- **PROBLEM**:
Give only the lines from the one containing "outline headlight reflector" through the end of the material below, exactly as written.

════════

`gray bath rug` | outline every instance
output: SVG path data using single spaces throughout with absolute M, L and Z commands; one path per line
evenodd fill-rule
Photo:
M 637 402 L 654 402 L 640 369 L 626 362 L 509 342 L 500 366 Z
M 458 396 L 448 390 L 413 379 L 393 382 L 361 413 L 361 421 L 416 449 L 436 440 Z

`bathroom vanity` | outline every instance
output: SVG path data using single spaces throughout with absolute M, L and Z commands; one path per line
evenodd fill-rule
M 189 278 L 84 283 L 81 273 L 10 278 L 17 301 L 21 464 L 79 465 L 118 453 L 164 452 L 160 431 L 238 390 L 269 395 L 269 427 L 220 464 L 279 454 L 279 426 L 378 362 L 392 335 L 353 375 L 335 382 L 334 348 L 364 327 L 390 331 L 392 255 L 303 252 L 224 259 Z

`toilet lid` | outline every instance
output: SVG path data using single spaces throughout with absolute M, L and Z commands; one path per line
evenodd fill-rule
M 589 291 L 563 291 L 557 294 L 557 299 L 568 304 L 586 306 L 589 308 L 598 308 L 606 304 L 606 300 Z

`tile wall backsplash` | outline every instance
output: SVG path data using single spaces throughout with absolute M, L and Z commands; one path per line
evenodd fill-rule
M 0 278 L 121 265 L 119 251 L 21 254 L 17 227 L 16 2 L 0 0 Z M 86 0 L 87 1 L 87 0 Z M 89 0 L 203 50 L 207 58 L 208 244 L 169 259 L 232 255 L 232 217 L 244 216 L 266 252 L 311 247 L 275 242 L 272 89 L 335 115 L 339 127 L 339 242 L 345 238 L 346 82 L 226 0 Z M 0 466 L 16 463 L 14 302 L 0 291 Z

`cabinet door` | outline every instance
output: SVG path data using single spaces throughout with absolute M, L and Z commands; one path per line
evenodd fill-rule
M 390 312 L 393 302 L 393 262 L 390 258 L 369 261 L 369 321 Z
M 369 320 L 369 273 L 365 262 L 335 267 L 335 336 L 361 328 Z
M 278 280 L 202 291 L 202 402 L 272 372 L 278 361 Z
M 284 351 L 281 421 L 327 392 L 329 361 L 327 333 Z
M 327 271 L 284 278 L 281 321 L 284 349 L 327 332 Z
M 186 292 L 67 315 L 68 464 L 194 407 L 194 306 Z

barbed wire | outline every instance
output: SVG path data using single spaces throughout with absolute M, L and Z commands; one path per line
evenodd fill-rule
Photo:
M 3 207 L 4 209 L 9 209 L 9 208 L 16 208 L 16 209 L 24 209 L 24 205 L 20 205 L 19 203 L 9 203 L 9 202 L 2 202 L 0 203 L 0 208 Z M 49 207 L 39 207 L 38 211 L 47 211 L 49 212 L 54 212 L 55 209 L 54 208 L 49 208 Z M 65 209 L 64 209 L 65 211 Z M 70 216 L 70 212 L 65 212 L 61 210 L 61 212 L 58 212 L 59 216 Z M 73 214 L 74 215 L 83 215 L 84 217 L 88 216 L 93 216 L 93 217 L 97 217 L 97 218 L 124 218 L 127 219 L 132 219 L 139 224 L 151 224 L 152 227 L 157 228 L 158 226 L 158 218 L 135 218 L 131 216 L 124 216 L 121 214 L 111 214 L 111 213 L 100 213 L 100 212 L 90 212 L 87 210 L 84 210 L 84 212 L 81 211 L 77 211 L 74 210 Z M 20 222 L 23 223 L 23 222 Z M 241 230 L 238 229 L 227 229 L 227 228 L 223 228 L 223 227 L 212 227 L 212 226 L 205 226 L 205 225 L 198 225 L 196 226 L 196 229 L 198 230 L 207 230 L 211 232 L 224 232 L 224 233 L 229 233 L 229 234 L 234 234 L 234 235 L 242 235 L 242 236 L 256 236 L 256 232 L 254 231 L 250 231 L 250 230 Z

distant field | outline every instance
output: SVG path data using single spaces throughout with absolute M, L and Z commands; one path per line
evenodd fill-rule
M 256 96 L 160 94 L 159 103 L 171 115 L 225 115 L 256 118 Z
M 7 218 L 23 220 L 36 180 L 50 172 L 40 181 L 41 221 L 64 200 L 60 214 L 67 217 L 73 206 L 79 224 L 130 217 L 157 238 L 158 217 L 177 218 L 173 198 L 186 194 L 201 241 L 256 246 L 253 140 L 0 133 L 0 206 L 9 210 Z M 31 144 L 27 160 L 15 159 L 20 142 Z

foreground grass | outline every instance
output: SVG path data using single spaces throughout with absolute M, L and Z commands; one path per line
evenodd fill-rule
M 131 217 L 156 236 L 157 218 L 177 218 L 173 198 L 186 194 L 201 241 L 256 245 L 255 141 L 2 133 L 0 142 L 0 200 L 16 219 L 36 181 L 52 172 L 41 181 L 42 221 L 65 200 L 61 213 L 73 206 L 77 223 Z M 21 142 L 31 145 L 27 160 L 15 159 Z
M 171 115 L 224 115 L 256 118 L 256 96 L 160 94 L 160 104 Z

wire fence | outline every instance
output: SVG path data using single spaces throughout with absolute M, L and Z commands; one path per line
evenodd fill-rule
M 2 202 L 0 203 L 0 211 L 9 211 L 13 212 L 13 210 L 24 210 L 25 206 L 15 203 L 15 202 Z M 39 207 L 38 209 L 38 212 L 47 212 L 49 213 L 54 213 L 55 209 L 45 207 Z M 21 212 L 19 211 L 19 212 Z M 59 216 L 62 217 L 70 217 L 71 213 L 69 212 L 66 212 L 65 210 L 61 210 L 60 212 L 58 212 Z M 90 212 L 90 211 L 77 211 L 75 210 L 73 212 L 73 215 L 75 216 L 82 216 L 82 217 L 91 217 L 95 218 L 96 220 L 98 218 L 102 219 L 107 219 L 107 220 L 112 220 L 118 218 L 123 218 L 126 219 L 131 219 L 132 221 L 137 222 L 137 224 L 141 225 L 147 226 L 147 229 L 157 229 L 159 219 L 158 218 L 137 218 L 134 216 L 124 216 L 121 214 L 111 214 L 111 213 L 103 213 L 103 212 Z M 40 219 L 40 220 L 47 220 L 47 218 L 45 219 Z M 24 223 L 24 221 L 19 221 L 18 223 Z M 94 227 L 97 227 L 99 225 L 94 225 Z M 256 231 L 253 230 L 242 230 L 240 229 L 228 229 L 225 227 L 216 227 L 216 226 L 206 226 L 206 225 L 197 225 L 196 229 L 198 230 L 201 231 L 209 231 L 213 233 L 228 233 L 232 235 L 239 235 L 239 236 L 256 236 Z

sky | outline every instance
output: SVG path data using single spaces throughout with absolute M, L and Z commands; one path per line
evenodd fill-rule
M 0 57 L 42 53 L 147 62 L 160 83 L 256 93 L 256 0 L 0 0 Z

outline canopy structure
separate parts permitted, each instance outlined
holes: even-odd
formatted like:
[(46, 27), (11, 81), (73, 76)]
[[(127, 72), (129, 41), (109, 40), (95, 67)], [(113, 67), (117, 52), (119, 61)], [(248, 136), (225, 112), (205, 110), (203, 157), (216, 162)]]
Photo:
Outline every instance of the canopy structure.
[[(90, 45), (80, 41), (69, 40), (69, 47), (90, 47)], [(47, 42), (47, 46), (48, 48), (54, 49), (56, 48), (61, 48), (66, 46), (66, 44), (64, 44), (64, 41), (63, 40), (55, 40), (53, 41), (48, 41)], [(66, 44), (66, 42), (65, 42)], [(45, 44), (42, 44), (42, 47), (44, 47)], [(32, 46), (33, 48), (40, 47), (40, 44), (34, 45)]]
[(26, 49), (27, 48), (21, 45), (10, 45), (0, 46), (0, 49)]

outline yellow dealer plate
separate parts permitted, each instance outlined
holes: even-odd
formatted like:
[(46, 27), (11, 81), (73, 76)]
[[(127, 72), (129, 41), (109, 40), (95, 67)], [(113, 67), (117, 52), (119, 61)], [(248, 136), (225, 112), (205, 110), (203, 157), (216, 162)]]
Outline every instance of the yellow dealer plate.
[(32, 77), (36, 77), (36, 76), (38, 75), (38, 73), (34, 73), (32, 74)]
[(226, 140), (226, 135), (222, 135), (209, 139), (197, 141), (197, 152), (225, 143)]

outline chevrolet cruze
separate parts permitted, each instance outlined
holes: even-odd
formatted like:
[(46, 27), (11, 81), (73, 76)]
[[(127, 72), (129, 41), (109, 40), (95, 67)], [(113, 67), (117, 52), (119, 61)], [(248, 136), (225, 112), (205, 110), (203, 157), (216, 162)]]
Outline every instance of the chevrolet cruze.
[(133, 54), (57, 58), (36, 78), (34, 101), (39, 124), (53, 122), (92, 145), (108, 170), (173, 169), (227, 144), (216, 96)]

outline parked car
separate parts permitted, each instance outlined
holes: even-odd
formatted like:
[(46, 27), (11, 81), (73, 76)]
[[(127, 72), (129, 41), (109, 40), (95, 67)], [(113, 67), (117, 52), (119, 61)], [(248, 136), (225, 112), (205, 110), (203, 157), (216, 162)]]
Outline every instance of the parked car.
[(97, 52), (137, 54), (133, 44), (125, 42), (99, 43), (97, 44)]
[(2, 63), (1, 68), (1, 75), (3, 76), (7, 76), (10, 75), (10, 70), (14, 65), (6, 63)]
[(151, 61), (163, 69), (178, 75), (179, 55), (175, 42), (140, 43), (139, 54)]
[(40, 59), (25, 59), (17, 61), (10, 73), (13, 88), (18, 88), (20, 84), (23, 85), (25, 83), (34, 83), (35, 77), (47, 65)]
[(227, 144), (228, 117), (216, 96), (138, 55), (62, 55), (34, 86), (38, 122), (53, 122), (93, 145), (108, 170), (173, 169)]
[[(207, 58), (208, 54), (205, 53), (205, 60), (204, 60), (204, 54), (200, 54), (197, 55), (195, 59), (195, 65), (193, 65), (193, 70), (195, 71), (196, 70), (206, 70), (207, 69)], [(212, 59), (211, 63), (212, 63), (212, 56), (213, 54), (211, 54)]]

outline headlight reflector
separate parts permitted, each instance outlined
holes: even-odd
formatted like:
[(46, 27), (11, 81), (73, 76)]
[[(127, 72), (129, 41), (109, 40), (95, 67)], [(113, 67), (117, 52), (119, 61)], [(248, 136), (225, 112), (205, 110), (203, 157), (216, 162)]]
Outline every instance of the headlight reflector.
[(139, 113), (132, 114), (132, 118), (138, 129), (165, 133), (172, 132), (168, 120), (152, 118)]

════════

- **CORRECT OUTPUT**:
outline headlight reflector
separate parts permitted, each instance outlined
holes: even-odd
formatted like:
[(46, 27), (11, 81), (73, 76)]
[[(127, 72), (129, 41), (109, 40), (95, 67)], [(113, 67), (117, 52), (119, 61)], [(248, 136), (225, 112), (205, 110), (203, 157), (216, 162)]]
Outline every instance of the headlight reflector.
[(139, 113), (132, 114), (132, 118), (138, 129), (165, 133), (172, 132), (168, 120), (152, 118)]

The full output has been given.